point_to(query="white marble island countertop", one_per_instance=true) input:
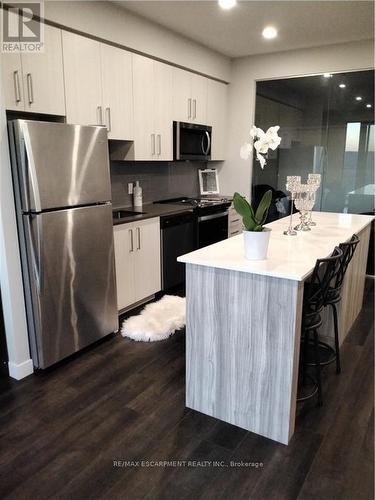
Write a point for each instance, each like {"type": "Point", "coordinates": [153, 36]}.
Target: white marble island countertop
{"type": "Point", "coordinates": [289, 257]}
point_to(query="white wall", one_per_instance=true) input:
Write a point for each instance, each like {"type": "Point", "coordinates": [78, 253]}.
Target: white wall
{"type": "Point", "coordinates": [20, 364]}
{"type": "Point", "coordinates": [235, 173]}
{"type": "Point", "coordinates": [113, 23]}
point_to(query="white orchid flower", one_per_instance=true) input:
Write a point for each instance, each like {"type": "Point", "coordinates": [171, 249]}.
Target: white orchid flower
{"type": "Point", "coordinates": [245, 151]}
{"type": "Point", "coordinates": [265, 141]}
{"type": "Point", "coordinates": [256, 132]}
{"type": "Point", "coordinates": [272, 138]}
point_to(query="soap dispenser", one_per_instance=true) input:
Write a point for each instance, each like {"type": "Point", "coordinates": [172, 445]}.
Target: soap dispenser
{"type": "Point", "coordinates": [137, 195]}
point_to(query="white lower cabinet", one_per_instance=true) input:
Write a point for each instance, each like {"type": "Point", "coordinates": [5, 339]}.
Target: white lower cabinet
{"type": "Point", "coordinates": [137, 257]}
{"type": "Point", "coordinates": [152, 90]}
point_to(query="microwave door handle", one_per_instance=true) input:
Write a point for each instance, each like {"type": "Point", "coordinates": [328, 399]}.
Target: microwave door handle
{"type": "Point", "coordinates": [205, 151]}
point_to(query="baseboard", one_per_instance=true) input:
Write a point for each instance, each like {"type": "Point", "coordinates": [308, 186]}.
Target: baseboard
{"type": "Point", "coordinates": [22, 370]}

-*-*-

Work required —
Report every line of the entries above that contains the string "handle", copying each such line in full. Matching is case-sensitive.

Result —
point_to(query="microwave door handle", one_per_instance=true) input:
Target: microwave door handle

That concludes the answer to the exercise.